▶ Task requirements: Starting at the line that contains "of the woman's" and ending at the line that contains "x=310, y=123", write out only those lines again, substituting "checkered" for "plaid" and leaving everything else unchanged.

==========

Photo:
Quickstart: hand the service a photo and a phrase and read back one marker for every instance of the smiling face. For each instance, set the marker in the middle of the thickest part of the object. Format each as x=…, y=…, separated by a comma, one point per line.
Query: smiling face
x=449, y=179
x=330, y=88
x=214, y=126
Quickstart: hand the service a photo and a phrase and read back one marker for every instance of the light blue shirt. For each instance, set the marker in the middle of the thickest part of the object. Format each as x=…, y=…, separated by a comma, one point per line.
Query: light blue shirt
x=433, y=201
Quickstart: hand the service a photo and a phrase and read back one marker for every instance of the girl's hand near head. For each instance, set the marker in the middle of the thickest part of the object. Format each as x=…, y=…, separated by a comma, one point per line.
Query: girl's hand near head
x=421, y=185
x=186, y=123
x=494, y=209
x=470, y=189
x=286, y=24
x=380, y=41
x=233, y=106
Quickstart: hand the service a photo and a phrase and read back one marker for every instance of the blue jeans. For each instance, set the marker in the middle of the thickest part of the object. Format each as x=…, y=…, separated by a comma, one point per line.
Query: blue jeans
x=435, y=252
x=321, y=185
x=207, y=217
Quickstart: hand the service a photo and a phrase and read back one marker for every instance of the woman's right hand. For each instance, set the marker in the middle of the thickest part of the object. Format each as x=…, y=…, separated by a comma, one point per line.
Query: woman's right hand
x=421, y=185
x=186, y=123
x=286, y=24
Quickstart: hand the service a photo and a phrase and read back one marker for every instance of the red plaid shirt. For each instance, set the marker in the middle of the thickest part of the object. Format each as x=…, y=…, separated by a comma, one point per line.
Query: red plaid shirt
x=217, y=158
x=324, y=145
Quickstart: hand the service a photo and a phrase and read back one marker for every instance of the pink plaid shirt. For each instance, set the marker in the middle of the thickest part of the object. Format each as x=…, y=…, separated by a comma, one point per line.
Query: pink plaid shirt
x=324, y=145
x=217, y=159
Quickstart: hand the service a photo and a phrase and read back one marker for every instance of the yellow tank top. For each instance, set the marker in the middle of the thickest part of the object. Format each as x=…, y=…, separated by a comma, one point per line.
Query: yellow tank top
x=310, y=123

==========

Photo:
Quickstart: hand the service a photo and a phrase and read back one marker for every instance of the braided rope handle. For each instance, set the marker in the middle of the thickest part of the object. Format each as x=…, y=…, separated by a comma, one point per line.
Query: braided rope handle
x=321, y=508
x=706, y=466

==========

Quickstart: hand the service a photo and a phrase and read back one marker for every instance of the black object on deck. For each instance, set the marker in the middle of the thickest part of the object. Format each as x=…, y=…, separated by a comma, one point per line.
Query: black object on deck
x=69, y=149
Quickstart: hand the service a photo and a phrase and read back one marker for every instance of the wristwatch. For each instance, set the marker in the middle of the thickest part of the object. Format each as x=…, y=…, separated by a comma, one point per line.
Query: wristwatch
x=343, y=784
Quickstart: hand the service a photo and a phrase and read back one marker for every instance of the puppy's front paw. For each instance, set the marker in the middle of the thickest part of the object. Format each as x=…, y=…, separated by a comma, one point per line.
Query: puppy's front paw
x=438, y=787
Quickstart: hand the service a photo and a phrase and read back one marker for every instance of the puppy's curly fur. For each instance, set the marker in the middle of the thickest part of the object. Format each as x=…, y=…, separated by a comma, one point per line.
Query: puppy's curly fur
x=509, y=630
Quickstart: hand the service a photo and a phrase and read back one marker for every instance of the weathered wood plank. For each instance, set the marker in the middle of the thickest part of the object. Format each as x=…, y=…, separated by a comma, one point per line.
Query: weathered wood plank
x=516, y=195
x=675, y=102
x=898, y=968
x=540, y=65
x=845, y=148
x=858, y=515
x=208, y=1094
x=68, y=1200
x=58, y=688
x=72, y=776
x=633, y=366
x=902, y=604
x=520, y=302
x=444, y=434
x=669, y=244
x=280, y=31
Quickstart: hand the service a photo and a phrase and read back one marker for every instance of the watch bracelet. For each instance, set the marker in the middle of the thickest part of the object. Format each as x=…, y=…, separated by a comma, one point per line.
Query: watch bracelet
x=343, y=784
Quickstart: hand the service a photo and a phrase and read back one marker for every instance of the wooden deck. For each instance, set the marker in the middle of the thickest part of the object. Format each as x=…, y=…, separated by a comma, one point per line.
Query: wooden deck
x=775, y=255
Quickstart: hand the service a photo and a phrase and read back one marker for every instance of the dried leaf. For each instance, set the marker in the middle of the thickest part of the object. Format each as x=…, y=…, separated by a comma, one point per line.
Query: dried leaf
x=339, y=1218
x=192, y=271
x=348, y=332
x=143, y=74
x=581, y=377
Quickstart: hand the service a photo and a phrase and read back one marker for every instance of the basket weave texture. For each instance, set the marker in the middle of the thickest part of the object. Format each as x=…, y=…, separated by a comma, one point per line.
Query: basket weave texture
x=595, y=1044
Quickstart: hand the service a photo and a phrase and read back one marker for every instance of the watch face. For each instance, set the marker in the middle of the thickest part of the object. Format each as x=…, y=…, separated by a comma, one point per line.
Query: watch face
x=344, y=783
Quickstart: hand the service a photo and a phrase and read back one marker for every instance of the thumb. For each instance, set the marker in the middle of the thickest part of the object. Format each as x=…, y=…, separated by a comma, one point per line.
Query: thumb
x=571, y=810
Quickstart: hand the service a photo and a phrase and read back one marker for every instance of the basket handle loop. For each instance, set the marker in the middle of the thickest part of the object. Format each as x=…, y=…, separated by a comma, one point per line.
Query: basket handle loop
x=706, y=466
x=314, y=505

==========

▶ Response below:
Quickstart: hand the service a photo and a phrase and read back one marker for every instance of the woman's right hand. For each instance, set the marker in the middle of the thickest part of the object. Format each as x=…, y=…, separated by a comma, one point per line.
Query: woman's right hand
x=421, y=185
x=186, y=123
x=286, y=24
Quickstart: hand the service a photo and a phrase and read back one marker for every instance of the red checkered shirt. For each instance, set the marker in the middle of the thickest part of the object. Format each as x=…, y=…, separated by a comma, one point per line.
Query: red checkered shirt
x=217, y=158
x=324, y=145
Quickstart: hand the service a photo and a phrase and read back one marker for every instance of the pink checkered shirt. For each instance, set the marker in the middle of the thickest part of the object. Format each as x=…, y=…, separated by a comma, one point per line.
Query: pink checkered shirt
x=324, y=145
x=217, y=159
Quickstart: hand the service a photo and a phrase and read back one marker for every instance of the yellow tank top. For each instance, set the marker in the middle of the thickest part of the object. Format each as x=…, y=…, separated by a comma, one point per line.
Query: yellow tank top
x=310, y=123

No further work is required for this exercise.